## Exercise tasks
a – Reproduce the passage of the YouVersion interview transcript that opens with the words containing "And so—to tie" and closes with "over the other.".
b – Write the next portion of the YouVersion interview transcript, picking up right after its last sentence.

And so—to tie that back to what you just asked—it’s very possible that we would say, “Hey, listen, there’s an opportunity for a different user experience front end to this technology,” and we might launch it as a separate product or a separate app. And certainly, we would probably test things like that and see what the response is—and based on the signal we get, we may accelerate the rollout of it.
So I definitely see a future where we might have five, ten, twenty apps that kind of all serve different segments. And then our user account—or our profile—becomes the connecting glue between those things so people can move interchangeably between them or prefer one interface over the other.
Speaker 1:
I’ll pull some questions from our audience. One was—let’s see here—how do we protect the accuracy of scriptures when AI has a mind of its own? Some people are concerned: “Hey, what if the AI is feeding me not-good stuff, and how do I have to test it?” Or: “There’s the YouVersion one,” and maybe—I don’t know—if you share your platform and suddenly these seminaries or denominations can have their version of the YouVersion LLM. How do you think about that?Speaker 2:
Yeah, so slightly different ways to answer that question. It relates to the scripture itself.The care at which Bible translation work is done—and goes back to kind of the original text—is a process that we don’t do ourselves, but it’s a very guarded process to make sure that there’s thoughtfulness in terms of how Bible translations are done whenever it’s added into a new language.

Data excerpts:
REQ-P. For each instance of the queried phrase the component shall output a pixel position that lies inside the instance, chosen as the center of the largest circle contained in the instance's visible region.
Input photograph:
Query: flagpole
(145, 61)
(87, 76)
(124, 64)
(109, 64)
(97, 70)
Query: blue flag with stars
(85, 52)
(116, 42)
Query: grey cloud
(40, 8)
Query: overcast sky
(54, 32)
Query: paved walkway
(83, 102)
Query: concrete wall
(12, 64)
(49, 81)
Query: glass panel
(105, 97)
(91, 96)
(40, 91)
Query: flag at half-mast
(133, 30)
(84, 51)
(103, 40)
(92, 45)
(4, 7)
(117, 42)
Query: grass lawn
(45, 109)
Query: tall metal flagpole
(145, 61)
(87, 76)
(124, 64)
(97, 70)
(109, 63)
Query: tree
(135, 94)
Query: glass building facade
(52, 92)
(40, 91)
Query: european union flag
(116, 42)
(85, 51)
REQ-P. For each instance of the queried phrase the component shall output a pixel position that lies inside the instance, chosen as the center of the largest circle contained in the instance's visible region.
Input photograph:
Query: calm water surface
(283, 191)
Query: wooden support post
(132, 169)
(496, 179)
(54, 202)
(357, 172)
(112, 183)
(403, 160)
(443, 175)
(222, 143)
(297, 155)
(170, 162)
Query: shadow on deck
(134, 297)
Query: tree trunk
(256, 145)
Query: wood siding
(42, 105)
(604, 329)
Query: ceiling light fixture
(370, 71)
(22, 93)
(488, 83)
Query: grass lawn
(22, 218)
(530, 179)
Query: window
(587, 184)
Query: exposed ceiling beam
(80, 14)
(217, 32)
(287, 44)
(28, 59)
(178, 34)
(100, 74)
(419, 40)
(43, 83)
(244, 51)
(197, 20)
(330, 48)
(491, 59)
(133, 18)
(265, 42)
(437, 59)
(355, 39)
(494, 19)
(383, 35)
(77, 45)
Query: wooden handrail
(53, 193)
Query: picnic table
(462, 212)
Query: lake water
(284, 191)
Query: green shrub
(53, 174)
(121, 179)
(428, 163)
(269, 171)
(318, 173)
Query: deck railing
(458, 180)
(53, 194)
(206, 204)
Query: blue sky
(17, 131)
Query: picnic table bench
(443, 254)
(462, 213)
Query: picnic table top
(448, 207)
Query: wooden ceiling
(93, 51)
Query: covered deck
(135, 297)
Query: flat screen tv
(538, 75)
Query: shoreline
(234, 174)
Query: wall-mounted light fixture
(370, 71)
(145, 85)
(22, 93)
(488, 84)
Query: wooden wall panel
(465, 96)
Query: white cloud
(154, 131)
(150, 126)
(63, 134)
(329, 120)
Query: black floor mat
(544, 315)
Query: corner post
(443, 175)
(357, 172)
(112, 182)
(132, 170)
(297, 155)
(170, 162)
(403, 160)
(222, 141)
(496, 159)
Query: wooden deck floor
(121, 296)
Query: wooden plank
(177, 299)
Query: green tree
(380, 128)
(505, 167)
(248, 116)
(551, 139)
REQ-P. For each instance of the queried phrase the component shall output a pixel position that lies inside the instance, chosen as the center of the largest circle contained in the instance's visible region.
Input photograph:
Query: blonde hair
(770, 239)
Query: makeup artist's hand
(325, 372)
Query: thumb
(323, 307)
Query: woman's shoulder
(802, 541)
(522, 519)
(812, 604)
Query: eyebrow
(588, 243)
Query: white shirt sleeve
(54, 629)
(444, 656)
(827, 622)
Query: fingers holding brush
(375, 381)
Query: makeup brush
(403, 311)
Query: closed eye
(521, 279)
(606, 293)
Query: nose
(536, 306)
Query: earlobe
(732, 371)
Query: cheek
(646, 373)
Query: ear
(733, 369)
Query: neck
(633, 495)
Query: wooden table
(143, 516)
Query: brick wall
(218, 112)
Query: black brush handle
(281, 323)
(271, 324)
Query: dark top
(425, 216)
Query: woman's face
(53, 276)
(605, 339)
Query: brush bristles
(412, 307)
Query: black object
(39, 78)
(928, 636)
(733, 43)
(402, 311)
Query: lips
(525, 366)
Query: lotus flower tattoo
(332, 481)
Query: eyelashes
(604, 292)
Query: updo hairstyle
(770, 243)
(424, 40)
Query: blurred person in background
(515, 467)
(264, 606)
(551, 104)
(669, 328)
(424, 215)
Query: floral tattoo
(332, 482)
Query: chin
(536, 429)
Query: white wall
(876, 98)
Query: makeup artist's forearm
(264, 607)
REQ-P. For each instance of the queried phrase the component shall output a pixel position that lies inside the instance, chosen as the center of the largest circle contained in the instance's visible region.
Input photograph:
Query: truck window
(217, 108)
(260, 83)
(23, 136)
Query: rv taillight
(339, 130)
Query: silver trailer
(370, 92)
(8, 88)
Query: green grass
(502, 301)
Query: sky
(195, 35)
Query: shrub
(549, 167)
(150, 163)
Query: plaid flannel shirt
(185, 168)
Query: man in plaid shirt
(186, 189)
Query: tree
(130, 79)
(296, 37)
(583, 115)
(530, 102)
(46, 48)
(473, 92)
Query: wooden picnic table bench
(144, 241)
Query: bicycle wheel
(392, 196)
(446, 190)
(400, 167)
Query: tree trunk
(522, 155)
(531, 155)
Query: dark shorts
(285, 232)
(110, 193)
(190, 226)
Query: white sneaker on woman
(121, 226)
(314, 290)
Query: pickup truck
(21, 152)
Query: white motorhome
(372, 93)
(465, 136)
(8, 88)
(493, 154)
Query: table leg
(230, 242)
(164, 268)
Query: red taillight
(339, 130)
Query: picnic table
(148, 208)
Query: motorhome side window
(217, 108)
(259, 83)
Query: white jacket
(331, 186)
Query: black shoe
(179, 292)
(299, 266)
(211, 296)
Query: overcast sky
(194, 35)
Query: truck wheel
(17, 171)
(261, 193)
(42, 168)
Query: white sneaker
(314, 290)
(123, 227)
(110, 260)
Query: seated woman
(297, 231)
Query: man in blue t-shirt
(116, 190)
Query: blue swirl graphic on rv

## Responses by item number
a –
And so—to tie that back to what you just asked—it’s very possible that we would say, “Hey, listen, there’s an opportunity for a different user experience front end to this technology,” and we might launch it as a separate product or a separate app. And certainly, we would probably test things like that and see what the response is—and based on the signal we get, we may accelerate the rollout of it.
So I definitely see a future where we might have five, ten, twenty apps that kind of all serve different segments. And then our user account—or our profile—becomes the connecting glue between those things so people can move interchangeably between them or prefer one interface over the other.

b –
And there are some uses of AI in that process that they’re experimenting with, but only a certain number of languages are particularly useful to use AI with—on some of the remaining languages that haven’t been translated. But there’s definitely a lot of research and work going into it.
But usually, even in those scenarios, it’s more AI-assisted, and there’s human editing going on. The final product you get is going to be scripture.
So once something is like—this is a viable translation that’s been carefully done—it is a problem right now that AI is probably already being used…
Speaker 2:
It is—I guess even with ChatGPT—you could say, “Summarize this book of the Bible for me,” or “Share this in a different language.” So now the AI is actually doing the translation, or the AI is actually presenting it as scripture.In our context, we will always present scripture as scripture, so you’ll know that this is actually the original scripture source. It will never be an AI quoting of scripture or summarizing of scripture—or, I mean, I guess summarizing could happen—but you’ll be clear that it’s a summarization and not actually the scripture itself. So that’s just sort of a presentation thing.
But it is a great concern right now, and some of the Bible translation people are concerned that people are going to present translations of scripture that are AI-generated and haven’t gone through that careful, thoughtful approach. That’s one of the things that we’re going to guard carefully in terms of brand perception, brand understanding—that when we say we have 3,000 versions of the Bible in over 2,000 languages, each one of those versions was translated with care and diligence and followed a process.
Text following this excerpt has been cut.